----- RECORDS TO PROCESS

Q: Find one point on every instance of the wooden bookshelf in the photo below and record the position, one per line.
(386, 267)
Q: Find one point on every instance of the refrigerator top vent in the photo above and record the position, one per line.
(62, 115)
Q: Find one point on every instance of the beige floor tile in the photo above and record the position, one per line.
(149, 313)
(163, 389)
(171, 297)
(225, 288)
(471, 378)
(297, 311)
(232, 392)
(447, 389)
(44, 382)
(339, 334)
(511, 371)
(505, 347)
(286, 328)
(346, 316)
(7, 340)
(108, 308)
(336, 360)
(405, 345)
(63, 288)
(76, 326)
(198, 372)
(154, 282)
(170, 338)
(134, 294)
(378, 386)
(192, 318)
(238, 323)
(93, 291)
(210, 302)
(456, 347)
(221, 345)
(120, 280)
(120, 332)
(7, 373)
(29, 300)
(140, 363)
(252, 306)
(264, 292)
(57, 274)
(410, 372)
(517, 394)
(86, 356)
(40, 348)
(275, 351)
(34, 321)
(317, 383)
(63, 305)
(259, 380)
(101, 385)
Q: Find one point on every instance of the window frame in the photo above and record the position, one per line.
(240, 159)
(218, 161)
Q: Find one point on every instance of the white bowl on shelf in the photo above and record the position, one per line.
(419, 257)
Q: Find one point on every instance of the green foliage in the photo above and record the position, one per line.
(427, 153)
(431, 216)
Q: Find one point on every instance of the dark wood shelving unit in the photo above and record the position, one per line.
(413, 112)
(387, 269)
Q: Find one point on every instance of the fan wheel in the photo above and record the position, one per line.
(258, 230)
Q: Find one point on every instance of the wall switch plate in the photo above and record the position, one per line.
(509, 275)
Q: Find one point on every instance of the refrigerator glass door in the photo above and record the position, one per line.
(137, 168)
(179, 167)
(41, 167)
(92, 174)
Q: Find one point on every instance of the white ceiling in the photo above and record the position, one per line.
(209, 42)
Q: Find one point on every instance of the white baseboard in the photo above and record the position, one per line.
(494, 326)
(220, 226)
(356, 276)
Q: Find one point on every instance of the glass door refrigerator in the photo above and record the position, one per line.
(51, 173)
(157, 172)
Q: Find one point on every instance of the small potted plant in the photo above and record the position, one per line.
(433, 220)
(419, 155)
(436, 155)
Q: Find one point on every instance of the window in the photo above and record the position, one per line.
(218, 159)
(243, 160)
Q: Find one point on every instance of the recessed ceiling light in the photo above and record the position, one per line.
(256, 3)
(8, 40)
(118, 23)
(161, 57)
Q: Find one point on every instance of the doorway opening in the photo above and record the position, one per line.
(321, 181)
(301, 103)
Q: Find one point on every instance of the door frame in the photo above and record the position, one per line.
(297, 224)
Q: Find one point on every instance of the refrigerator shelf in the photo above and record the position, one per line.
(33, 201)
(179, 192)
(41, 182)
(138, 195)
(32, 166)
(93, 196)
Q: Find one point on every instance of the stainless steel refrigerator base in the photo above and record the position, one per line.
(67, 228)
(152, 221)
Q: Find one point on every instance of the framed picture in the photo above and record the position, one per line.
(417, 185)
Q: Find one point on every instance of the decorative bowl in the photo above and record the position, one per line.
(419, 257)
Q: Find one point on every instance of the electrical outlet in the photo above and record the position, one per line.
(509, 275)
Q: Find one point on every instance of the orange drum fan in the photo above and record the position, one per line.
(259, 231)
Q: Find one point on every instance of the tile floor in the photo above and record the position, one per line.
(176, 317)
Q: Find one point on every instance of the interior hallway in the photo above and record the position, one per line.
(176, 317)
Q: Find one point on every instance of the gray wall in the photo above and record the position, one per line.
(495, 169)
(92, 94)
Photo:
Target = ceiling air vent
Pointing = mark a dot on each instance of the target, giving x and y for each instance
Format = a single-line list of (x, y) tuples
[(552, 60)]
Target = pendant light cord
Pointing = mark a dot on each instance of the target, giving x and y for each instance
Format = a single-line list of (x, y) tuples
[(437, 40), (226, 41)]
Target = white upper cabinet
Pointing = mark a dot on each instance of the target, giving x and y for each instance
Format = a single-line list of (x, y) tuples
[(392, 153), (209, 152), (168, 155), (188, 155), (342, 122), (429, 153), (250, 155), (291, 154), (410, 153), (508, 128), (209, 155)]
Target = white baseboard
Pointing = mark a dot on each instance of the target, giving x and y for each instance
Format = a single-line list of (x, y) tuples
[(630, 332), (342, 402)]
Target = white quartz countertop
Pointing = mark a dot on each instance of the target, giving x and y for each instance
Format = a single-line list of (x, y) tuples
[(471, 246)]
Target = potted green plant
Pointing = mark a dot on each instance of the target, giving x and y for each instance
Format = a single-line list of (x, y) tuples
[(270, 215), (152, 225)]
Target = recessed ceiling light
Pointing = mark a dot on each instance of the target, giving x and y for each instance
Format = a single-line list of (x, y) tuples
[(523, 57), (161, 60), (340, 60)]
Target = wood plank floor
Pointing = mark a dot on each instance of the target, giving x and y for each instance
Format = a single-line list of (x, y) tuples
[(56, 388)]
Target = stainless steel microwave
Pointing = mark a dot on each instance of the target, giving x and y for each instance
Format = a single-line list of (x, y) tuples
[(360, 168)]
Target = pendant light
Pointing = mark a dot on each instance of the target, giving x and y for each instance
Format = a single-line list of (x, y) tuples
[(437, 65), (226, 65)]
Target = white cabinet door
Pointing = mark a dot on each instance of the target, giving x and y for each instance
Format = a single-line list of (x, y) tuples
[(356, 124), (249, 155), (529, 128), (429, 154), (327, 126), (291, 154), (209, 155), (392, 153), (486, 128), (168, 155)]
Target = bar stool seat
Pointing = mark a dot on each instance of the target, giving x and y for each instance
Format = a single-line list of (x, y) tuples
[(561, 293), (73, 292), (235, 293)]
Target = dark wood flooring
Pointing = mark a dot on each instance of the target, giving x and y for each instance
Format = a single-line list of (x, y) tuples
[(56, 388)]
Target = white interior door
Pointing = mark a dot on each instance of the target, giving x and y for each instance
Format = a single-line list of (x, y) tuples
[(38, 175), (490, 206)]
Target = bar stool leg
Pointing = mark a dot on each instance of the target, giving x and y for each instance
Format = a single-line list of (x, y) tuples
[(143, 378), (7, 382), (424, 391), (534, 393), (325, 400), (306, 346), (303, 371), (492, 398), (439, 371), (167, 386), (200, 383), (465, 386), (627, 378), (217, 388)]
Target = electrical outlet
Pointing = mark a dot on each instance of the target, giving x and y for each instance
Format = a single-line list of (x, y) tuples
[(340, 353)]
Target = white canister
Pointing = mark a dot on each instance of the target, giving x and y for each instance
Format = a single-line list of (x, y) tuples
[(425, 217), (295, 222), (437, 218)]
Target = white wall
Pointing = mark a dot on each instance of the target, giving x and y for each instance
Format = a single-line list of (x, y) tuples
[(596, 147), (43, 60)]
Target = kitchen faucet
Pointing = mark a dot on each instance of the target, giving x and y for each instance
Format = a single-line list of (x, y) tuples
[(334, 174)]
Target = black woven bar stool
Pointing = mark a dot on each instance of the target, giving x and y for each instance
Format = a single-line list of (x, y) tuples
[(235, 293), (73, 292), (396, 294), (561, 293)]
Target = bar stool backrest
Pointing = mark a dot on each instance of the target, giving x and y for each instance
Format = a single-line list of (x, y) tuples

----------

### [PROBLEM DESCRIPTION]
Copy everything from the line containing "Q: Find one point on every instance of the framed" down to the line containing "[(437, 40), (226, 41)]", both lines included, and scale each coordinate in the answers by 1.7. Round each result to a whole number with halves going up, and leave all other data unchanged.

### [RIGHT ANSWER]
Q: Find one point on every instance of the framed picture in the photo above and record the position, one per line.
(709, 315)
Q: Find one point on every instance of the decorative bowl in the photo above and record the position, one per line.
(712, 437)
Q: Find one point on every instance of the electrical outlet in the photo above and record the position, one per line.
(865, 468)
Q: Find one point on every instance of the orange drum fan in the photo above and record the position, one per line.
(440, 393)
Q: Find one point on every instance of the tile floor in the photo above and record the position, one per line.
(299, 539)
Q: Find one point on every instance of the interior hallway in the photo above and record the position, one per line.
(299, 539)
Q: Find one point on every instance of the gray wall in the photo above and record the position, one per line.
(842, 287)
(156, 160)
Photo:
Target = ceiling air vent
Pointing = mark a dot on each instance of the target, giving x and y for each instance
Format = a single-line list of (x, y) tuples
[(938, 102)]
Target = pendant light cord
Pointing = mark a dot on each instance of the target, giving x and y for each instance
Format = a single-line list of (x, y) tuples
[(743, 68), (384, 70)]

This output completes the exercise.